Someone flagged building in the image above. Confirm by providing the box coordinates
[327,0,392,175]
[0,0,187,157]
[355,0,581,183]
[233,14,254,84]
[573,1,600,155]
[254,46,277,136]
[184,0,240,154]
• • • • • • •
Reproduce each of the items above verbatim, changing nothing.

> [EXERCISE ANSWER]
Someone flagged building in the image above. Confirm by providing the box coordinates
[327,0,392,175]
[0,0,187,157]
[355,0,581,183]
[233,14,254,84]
[573,1,600,155]
[254,46,277,136]
[184,0,240,154]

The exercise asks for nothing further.